DATA SUPPLIED ::
------------------------------------------------------------

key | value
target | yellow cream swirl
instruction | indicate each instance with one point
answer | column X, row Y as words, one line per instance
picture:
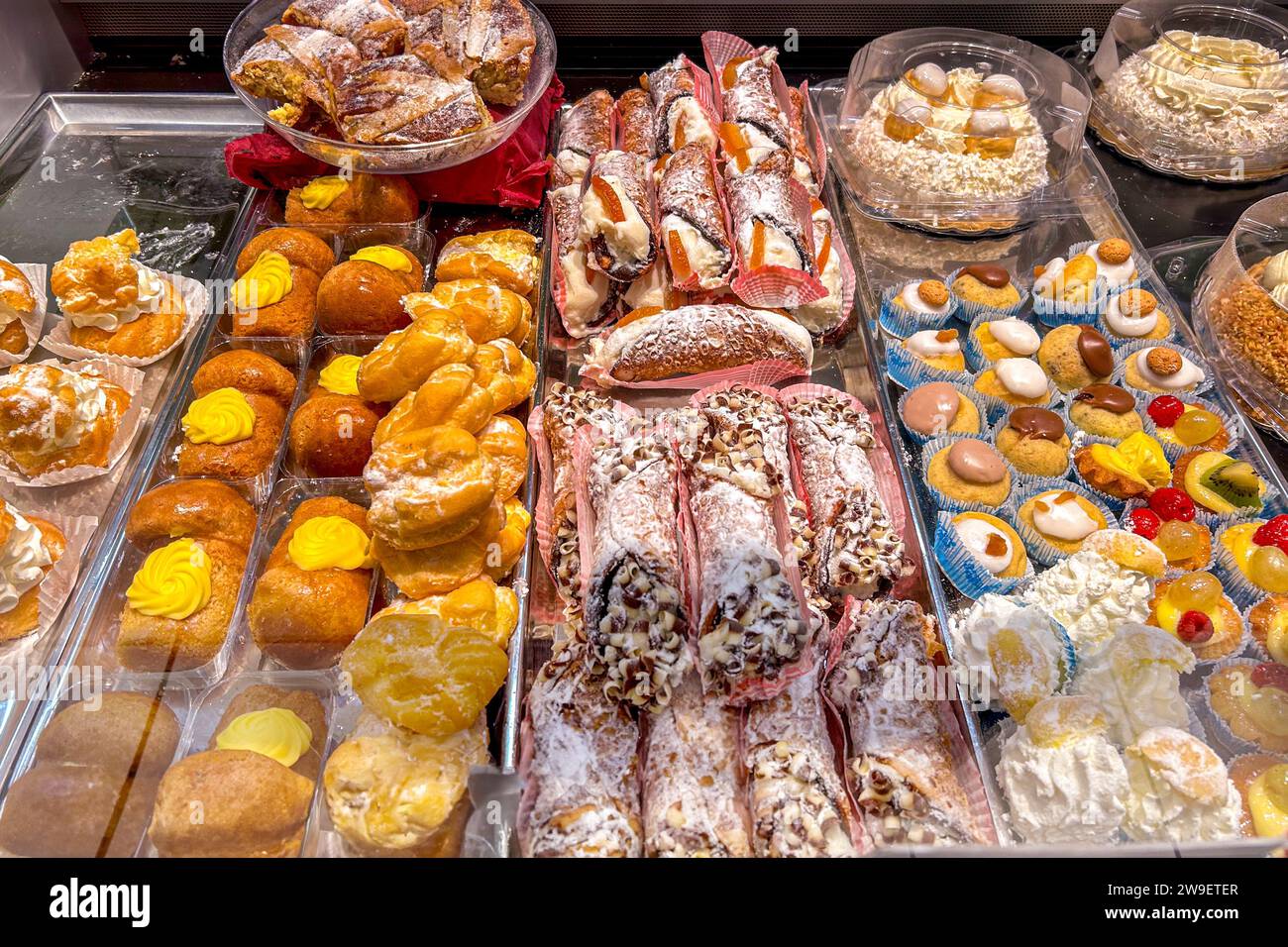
column 172, row 582
column 220, row 418
column 340, row 375
column 325, row 543
column 277, row 733
column 266, row 282
column 321, row 192
column 385, row 256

------------------------------------------------------------

WHAT YOU ARE ASKED TO DO :: Rewrite the data above with every "instance" replaced by "occurrence" and everything else unchanged. Leave the pictures out.

TASK OUTPUT ::
key | value
target | yellow cream swirl
instruction | indicate each occurrence with one point
answer | column X, row Y as words, one line per occurrence
picture:
column 172, row 582
column 220, row 418
column 340, row 375
column 325, row 543
column 277, row 733
column 266, row 282
column 321, row 192
column 385, row 256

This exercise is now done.